* Requirement
With both ends included, repeat exactly the lines of the entries below from the one containing "Sports analytics pipeline — identify the shattered" down to the one containing "Sports analytics pipeline — identify the background", and no others.
BEGIN Records
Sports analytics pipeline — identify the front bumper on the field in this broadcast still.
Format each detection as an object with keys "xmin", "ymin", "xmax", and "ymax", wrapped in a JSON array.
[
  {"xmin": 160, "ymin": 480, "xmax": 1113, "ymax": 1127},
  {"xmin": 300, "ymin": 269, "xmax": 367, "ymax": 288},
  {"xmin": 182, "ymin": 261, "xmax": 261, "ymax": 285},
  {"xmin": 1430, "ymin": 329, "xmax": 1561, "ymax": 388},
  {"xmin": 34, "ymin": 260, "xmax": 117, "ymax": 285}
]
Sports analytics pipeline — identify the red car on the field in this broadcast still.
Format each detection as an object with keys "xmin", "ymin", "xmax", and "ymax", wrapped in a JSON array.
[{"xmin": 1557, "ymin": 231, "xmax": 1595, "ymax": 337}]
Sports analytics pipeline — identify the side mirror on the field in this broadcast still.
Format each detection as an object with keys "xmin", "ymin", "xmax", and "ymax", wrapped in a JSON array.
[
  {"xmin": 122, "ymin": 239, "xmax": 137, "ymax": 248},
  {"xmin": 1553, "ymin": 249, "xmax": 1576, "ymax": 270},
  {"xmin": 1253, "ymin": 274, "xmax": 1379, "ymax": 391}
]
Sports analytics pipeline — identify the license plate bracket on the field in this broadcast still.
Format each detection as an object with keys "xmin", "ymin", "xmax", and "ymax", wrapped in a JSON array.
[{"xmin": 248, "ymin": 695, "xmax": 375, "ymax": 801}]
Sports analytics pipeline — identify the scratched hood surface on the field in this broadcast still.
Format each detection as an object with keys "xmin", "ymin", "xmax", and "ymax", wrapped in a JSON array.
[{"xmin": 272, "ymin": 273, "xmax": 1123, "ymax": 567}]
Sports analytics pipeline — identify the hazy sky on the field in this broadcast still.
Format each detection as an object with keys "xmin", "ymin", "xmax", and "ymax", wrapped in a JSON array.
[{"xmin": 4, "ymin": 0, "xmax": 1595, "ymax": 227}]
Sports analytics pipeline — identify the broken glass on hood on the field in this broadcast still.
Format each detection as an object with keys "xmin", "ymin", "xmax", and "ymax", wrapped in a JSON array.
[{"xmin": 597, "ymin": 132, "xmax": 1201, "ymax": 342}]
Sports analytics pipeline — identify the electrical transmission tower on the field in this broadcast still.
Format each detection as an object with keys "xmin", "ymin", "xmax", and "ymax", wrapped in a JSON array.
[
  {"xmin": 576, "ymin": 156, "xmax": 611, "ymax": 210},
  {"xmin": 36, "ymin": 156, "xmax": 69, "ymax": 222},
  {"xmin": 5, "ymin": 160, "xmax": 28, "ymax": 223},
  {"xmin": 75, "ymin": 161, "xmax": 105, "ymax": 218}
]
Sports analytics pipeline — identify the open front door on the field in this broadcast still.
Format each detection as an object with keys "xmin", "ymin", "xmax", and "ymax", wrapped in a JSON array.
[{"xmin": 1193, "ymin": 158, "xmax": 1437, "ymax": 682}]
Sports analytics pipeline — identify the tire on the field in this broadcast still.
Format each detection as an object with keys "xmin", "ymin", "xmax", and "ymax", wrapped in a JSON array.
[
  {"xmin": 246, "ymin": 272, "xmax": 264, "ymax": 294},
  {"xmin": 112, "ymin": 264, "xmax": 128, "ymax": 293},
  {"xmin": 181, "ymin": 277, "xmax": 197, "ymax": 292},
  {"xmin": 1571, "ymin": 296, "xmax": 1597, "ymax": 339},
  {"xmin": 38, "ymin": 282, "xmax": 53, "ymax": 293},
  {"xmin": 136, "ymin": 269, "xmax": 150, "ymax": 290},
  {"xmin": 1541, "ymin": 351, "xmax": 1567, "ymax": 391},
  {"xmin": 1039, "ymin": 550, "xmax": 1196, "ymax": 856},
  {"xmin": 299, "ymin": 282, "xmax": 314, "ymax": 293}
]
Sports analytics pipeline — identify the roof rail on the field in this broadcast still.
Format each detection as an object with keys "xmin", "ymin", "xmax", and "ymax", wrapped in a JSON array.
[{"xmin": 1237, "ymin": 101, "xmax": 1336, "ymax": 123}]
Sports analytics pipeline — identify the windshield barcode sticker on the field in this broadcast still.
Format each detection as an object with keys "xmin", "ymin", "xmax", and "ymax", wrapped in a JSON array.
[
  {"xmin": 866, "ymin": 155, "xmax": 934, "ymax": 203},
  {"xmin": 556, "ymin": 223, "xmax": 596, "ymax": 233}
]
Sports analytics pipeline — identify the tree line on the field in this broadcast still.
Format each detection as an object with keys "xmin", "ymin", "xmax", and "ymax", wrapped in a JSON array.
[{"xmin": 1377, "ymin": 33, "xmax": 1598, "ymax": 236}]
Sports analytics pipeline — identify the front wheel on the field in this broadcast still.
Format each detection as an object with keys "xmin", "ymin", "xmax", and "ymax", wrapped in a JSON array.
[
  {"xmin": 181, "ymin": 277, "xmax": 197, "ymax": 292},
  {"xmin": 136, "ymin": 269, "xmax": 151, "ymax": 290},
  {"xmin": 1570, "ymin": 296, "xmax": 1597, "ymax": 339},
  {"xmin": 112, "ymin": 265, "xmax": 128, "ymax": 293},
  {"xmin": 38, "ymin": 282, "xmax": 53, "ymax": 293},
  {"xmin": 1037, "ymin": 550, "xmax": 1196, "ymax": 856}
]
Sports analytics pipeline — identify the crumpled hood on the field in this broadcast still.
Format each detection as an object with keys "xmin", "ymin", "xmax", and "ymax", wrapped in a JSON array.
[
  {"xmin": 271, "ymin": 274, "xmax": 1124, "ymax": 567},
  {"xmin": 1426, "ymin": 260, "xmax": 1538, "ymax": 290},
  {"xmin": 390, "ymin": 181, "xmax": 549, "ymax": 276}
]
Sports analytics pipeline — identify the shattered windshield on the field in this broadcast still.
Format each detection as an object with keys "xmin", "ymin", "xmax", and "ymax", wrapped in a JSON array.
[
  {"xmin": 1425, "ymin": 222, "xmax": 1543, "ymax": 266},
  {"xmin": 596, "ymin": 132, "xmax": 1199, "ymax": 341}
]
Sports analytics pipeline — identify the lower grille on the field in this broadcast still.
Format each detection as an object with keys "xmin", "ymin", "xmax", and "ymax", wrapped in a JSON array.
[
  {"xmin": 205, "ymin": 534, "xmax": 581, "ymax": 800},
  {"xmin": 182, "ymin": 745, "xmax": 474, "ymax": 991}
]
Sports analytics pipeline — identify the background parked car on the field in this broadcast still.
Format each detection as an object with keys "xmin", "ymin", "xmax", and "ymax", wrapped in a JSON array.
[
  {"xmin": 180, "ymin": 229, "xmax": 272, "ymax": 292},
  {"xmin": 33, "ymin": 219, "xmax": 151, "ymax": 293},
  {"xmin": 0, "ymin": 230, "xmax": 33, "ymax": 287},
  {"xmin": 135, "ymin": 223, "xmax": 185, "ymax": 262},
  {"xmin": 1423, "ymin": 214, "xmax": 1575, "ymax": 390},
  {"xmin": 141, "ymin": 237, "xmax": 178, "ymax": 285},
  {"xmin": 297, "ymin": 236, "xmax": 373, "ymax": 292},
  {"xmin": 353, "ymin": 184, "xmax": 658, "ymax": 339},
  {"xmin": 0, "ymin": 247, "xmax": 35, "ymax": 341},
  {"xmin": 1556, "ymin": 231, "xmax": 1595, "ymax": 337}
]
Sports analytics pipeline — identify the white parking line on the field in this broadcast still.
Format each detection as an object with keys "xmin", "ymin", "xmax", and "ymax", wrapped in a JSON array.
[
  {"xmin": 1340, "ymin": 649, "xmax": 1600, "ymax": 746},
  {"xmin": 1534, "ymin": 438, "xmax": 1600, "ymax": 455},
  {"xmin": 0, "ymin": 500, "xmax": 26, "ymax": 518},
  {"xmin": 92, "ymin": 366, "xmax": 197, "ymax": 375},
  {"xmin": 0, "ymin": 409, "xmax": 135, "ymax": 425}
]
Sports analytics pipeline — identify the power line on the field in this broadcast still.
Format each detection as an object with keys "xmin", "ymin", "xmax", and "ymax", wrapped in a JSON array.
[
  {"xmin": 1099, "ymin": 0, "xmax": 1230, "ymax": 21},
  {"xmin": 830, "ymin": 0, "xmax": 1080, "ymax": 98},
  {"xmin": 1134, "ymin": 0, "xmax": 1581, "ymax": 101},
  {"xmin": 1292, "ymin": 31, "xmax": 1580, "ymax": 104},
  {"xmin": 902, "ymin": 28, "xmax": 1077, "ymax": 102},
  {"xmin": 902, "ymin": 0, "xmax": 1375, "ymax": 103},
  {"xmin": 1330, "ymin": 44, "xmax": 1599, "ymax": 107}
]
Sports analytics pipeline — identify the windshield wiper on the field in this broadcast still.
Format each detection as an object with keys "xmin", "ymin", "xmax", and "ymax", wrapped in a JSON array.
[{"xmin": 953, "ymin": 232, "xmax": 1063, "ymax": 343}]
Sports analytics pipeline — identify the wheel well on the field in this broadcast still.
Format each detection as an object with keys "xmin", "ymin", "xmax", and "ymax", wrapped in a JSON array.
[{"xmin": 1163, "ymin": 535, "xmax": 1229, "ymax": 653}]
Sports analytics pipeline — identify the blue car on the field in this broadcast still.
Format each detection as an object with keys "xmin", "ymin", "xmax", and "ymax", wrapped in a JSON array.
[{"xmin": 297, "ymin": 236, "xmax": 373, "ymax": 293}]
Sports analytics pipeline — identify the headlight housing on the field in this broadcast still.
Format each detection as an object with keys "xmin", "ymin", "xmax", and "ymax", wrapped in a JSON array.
END Records
* The answer
Sports analytics pipeline — identify the shattered windshield on the field in this broadcast still.
Format each detection as an object with keys "xmin", "ymin", "xmax", and "ymax", wrapped in a JSON array.
[
  {"xmin": 1425, "ymin": 222, "xmax": 1543, "ymax": 266},
  {"xmin": 596, "ymin": 132, "xmax": 1199, "ymax": 341}
]
Sports analytics pipeline — identify the lower grille on the field in this broadcast still.
Format each detection as an object with keys "xmin", "ymin", "xmax", and "ymax", wrapped in a JSON array.
[
  {"xmin": 205, "ymin": 534, "xmax": 581, "ymax": 800},
  {"xmin": 182, "ymin": 745, "xmax": 474, "ymax": 991}
]
Sports analytics pipeline — identify the background parked car on the field in this broadcast still.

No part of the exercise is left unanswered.